▸ Instruction: Express as a JSON list of strings, one per line, the stretch of material from the line containing "Where can you find the man's ear" through the line containing "(1238, 282)", leaving out blank lines.

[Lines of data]

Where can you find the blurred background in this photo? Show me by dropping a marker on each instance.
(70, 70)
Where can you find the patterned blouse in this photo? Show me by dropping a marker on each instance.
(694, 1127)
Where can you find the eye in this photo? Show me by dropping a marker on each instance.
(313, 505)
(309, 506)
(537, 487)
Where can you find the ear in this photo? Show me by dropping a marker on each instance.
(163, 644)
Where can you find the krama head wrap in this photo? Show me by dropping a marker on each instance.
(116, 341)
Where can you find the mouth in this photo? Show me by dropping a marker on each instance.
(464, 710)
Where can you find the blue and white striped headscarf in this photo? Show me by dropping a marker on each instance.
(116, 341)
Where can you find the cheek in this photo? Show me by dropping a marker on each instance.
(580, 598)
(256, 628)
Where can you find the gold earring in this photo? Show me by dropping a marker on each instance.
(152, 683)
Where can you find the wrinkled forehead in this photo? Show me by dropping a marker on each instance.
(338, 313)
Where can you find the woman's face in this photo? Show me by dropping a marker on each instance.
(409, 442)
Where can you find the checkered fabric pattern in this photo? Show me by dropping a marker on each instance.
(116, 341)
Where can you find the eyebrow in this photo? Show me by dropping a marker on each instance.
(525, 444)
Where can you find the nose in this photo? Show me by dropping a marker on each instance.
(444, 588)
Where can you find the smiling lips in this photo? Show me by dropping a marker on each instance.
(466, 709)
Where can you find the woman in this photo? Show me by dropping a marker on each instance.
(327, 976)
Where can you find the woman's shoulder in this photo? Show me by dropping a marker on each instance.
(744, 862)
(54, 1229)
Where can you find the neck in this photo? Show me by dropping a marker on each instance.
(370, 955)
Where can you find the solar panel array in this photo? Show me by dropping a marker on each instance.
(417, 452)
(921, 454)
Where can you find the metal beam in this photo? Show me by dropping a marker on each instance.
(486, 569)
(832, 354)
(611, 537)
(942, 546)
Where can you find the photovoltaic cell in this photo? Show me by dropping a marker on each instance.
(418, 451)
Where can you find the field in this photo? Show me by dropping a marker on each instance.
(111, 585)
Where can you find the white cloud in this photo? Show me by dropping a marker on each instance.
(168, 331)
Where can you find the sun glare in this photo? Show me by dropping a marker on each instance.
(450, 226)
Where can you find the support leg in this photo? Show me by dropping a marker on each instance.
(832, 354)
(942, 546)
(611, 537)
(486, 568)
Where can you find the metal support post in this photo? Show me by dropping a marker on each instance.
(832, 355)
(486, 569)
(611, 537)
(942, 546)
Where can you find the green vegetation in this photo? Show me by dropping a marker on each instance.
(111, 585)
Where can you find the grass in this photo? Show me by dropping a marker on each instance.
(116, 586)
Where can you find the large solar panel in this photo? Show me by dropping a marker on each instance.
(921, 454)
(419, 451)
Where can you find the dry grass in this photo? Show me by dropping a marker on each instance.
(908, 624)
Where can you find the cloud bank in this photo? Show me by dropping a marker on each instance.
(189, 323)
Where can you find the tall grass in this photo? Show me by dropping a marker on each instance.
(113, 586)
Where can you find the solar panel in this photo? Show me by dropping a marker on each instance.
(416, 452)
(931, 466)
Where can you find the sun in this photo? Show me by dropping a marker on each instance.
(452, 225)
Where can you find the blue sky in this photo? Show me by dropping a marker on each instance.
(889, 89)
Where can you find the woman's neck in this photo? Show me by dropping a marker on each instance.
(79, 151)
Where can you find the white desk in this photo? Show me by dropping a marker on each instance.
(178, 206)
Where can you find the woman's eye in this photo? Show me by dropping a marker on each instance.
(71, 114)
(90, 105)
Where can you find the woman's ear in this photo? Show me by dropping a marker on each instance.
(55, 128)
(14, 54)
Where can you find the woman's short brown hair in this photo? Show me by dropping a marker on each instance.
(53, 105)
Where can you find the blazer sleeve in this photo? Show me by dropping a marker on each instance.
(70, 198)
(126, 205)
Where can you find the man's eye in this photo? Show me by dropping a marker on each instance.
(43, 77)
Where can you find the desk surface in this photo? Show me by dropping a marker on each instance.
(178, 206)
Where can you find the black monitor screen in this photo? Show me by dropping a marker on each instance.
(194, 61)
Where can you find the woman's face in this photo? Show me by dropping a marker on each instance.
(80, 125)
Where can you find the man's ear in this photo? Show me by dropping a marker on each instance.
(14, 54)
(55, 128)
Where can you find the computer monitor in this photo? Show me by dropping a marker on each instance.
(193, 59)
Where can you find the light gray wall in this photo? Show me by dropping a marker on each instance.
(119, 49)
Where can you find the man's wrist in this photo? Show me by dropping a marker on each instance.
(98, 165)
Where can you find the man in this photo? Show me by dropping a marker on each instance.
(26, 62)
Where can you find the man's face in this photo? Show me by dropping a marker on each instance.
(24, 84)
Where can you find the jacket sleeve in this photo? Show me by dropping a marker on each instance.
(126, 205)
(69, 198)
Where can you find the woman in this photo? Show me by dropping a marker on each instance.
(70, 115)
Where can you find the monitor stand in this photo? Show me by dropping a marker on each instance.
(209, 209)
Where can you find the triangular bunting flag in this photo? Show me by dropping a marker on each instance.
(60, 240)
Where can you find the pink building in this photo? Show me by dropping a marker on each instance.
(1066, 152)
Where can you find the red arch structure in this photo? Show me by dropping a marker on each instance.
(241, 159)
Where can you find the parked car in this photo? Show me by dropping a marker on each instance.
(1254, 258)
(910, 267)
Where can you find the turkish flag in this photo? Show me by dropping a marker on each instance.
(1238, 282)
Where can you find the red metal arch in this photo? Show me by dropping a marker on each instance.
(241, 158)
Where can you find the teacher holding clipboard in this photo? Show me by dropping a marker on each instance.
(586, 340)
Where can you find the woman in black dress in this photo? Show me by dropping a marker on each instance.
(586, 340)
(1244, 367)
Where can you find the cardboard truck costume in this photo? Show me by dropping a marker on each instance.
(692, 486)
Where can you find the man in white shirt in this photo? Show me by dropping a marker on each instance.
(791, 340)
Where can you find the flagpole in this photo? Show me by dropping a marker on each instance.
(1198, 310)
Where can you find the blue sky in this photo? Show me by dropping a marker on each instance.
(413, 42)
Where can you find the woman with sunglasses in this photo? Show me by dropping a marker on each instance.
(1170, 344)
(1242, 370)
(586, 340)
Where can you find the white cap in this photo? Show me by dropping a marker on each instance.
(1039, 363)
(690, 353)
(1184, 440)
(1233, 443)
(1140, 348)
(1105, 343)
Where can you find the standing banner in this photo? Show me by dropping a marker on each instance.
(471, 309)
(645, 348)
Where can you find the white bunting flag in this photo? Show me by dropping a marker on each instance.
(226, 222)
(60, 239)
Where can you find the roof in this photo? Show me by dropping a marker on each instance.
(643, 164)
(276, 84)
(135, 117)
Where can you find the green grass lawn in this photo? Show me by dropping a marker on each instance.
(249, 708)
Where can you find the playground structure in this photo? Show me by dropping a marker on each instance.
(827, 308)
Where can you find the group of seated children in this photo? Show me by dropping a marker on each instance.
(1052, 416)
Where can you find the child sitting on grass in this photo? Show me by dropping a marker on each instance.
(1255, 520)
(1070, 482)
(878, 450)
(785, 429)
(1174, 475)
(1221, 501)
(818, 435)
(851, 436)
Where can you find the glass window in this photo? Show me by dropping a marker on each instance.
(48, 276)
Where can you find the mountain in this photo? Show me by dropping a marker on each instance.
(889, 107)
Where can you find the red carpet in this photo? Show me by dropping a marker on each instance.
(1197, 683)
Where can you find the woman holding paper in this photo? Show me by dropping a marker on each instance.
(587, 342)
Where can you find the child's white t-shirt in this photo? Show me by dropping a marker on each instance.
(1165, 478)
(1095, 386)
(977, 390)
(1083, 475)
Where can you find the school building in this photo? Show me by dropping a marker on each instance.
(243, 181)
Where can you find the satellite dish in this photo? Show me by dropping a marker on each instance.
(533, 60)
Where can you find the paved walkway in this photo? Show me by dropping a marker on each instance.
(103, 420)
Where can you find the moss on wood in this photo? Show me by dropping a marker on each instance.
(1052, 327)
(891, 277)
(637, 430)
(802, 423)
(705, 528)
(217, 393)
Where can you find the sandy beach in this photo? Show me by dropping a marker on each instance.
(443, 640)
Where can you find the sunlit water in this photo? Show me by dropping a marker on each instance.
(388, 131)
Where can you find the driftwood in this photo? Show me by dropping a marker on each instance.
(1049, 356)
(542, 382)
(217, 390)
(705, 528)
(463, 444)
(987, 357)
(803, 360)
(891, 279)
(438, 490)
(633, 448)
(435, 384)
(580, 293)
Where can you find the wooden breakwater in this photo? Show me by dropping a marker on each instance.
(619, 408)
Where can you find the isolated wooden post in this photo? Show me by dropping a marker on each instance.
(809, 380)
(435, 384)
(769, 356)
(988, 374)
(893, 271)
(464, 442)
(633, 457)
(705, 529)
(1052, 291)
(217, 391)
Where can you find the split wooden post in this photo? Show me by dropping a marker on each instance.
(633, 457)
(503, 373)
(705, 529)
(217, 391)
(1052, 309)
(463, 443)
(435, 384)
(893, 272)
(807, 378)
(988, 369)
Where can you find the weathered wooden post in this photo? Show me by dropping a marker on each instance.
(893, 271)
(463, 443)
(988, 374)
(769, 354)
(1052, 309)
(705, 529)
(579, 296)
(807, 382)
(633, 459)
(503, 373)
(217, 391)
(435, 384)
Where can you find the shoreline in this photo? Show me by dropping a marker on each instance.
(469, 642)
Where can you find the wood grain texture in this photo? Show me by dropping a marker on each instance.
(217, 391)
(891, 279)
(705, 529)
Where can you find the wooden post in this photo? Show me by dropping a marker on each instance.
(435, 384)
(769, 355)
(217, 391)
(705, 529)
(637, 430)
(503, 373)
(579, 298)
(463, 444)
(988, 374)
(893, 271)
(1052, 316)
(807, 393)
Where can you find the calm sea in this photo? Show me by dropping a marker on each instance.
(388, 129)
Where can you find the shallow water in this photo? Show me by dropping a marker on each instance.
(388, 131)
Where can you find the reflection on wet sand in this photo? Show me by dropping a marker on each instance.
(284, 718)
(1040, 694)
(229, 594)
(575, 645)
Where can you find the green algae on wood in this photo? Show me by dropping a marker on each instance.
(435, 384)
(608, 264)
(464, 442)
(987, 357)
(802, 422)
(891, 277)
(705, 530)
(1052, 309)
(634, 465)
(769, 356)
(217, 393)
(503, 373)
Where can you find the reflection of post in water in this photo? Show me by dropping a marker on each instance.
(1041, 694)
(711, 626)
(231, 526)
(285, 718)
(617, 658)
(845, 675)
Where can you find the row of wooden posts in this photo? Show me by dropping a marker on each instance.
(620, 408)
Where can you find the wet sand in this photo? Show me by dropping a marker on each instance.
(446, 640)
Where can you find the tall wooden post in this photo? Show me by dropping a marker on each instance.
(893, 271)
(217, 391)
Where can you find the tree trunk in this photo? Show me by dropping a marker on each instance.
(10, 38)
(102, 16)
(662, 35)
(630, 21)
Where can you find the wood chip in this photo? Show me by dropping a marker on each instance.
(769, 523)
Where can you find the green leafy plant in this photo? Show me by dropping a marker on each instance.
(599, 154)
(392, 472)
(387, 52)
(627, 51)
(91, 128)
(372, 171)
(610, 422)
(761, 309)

▸ Solution for this exercise:
[
  "Where can you find the man's ear in this photo? Show me by dropping a marker on each instance.",
  "(14, 54)",
  "(55, 128)",
  "Where can you find the computer monitor in this photo? Show me by dropping a marker on each instance.",
  "(193, 59)",
  "Where can you find the light gray wall in this photo? Show me by dropping a marker on each instance.",
  "(119, 49)",
  "Where can you find the man's wrist in this photo? Show me by dropping a marker on each instance.",
  "(98, 165)",
  "Where can you find the man in this photo? Show me by dropping a marker on each instance.",
  "(26, 62)",
  "Where can you find the man's face in this photo? Show me by dropping a marker on each instance.",
  "(24, 84)",
  "Where can you find the jacket sleeve in this photo? Show me by dropping a marker on each instance.",
  "(126, 205)",
  "(69, 198)",
  "Where can you find the woman in this photo? Show me by dropping a marker on each instance.",
  "(70, 115)",
  "Where can you find the monitor stand in this photo? Show me by dropping a marker on each instance.",
  "(209, 209)",
  "Where can you find the triangular bunting flag in this photo? Show me by dropping a marker on each instance.",
  "(60, 240)",
  "Where can you find the pink building in this photo? Show me by dropping a marker on each instance.",
  "(1066, 152)",
  "Where can you find the red arch structure in this photo? Show me by dropping a marker on each instance.",
  "(241, 159)",
  "Where can you find the parked car in this photo? Show me by dropping a marker on each instance.",
  "(1254, 258)",
  "(910, 267)",
  "Where can you find the turkish flag in this photo? Show me by dropping a marker on each instance.",
  "(1238, 282)"
]